## Problem description
Copy each entry below without any change.

(Data items)
☆ ☆ ☆ ☆
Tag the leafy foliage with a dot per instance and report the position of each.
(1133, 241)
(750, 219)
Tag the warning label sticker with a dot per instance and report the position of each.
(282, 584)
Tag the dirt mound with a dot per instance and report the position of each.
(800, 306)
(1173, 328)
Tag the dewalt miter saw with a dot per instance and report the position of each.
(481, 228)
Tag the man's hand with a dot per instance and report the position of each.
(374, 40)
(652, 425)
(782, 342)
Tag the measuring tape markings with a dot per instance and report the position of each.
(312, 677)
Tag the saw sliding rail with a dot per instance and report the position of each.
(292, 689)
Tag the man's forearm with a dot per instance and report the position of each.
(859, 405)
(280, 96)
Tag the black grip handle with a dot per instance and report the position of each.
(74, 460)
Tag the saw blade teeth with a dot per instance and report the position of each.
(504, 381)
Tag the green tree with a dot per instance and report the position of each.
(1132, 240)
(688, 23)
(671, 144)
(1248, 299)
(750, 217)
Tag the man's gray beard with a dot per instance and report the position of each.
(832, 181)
☆ ☆ ☆ ☆
## Task answer
Tag the leafy foliage with a dot per instance and report the position of each.
(1133, 241)
(750, 219)
Tag the warning label sticker with a dot per instance and report the position of each.
(282, 584)
Tag the dirt mound with a dot per instance and report the position of each.
(800, 306)
(1173, 328)
Tag the dewalt miter saw with a dot per instance and report the position of each.
(481, 228)
Tag the man's hand with a dot per instance and report the position of each.
(374, 40)
(652, 425)
(782, 342)
Tag the measuring tape markings with a dot per instance and report the position of each.
(312, 677)
Tag the saw sliding rail with a dot per instance and report the position of each.
(292, 689)
Tag the man's forearm with a dot per instance and report the position of each.
(859, 405)
(280, 96)
Tag the black grip handle with a dot per instance and report the position of each.
(74, 460)
Tag the saw blade teeth with a dot per instance and report the position of each.
(504, 381)
Tag the green tree with a dot per instance and report the position of each.
(1132, 240)
(688, 23)
(671, 144)
(1248, 299)
(750, 217)
Tag the man's gray beard with a dot per instance and report the position of each.
(832, 181)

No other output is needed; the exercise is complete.